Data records

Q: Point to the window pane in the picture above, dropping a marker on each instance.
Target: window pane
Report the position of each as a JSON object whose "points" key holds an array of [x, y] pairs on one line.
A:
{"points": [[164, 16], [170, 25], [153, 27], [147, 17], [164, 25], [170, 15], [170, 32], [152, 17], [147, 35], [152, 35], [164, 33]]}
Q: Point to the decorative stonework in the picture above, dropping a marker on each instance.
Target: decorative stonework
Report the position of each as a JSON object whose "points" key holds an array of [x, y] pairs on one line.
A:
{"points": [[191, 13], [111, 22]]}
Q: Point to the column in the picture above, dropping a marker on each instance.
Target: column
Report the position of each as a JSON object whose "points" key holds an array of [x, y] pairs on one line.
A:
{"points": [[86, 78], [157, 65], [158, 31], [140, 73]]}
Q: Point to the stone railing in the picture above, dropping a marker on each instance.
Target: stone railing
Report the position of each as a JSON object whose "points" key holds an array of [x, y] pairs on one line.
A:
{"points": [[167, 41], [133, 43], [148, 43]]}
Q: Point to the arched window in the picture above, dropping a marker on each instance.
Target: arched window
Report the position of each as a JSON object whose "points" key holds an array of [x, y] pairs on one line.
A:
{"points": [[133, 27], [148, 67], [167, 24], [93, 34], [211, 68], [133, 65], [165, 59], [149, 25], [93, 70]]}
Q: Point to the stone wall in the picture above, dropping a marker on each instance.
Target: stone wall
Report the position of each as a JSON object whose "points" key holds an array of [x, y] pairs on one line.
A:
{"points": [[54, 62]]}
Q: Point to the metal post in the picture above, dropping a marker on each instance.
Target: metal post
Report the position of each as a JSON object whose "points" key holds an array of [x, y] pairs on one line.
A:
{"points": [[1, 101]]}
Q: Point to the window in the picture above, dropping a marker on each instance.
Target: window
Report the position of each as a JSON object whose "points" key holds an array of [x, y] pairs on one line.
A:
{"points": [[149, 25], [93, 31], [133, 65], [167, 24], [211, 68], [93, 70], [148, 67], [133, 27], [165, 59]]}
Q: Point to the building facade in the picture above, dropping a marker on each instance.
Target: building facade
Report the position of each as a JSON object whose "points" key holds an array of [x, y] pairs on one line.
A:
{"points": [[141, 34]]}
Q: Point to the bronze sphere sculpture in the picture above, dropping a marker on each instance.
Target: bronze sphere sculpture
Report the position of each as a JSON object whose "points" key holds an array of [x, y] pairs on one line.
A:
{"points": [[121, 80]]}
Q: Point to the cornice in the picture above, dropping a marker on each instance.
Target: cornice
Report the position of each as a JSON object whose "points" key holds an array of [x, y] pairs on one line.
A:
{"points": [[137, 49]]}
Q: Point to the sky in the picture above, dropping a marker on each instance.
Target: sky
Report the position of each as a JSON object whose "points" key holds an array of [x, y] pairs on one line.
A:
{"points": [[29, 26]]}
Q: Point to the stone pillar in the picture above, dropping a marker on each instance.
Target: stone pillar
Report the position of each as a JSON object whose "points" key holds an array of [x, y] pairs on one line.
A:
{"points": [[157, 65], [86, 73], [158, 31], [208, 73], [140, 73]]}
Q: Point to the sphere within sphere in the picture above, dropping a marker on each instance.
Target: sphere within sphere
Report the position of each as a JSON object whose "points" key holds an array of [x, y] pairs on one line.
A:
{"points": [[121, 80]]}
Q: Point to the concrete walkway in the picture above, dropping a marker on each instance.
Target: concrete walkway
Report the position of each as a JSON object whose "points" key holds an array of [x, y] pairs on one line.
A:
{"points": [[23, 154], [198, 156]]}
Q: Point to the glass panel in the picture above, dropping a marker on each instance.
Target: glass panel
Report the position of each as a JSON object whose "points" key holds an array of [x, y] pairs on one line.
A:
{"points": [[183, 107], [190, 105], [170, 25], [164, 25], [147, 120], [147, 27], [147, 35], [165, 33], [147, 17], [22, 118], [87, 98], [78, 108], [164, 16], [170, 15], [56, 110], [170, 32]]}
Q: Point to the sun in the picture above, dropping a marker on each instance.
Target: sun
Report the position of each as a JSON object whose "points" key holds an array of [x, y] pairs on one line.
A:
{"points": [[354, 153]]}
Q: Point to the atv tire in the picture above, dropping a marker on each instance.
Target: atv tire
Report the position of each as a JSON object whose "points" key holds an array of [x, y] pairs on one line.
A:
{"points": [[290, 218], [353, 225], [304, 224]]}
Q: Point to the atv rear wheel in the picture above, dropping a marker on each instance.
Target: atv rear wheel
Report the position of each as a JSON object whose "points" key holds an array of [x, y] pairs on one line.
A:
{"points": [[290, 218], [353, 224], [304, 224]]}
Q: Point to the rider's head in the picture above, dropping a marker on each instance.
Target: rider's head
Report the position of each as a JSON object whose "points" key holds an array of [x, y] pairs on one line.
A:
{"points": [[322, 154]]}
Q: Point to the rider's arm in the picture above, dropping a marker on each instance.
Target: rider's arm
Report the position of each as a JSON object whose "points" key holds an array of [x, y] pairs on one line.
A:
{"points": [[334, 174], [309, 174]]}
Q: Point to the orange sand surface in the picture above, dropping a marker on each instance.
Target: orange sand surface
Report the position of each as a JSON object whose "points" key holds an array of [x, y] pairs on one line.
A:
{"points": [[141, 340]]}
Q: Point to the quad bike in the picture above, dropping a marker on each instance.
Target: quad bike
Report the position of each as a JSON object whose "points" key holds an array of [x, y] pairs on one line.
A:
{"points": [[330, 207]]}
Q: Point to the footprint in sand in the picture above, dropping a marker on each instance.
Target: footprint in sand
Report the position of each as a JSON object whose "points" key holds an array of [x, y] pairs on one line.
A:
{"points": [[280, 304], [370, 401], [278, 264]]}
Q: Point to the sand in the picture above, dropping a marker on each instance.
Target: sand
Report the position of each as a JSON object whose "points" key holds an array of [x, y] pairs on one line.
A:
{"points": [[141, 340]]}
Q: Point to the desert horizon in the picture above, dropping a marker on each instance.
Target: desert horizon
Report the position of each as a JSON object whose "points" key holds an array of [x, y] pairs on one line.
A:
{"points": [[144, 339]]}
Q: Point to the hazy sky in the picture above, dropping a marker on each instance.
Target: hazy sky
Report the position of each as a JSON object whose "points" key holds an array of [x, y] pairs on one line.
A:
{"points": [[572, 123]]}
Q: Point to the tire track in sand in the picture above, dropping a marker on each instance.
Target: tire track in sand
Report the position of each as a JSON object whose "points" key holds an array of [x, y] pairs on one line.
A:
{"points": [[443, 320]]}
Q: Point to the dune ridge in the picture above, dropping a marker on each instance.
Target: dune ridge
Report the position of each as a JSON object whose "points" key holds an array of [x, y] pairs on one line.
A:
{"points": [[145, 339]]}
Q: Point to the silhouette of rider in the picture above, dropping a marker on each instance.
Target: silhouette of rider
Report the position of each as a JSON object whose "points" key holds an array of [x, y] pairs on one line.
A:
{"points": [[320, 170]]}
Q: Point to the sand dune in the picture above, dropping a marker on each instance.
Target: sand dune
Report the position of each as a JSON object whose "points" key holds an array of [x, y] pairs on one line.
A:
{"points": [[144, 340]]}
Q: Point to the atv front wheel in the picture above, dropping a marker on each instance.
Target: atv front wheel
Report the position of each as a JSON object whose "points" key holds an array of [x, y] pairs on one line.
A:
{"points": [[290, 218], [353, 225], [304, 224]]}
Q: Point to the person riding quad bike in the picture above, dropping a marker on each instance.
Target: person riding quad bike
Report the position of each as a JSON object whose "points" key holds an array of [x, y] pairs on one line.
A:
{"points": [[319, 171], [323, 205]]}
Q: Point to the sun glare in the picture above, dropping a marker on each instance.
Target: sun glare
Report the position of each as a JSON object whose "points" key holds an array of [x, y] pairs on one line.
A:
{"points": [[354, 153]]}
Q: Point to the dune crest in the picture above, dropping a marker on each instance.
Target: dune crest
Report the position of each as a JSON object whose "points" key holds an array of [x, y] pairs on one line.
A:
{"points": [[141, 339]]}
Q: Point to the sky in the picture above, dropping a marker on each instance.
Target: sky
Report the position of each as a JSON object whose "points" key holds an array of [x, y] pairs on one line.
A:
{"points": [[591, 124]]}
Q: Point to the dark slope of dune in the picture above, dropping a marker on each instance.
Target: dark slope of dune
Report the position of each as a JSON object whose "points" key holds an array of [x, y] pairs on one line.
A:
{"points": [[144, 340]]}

# [Exercise description]
Look above for the line that holds "Q: Point to the dune crest", then copy it and each line after it exactly, through the last line of the data.

# [Final result]
Q: Point to the dune crest in the picture above, dropping a marker on each instance.
Target: dune crest
Report the position of each as a JSON object whose "points" key holds an array of [x, y] pairs on one line.
A:
{"points": [[141, 339]]}
Q: Point to the sky in the picture above, dropping a marker on each instance.
Target: sky
Report the position of each as a JSON object whose "points" key holds an array of [x, y] pairs on one line.
A:
{"points": [[591, 124]]}
Q: Point to the dark slope of dune in the picture above, dropping a marker on each instance.
Target: dark slope of dune
Report the position of each as a JSON object whose "points" key holds an array of [x, y] pairs on one line.
A:
{"points": [[144, 340]]}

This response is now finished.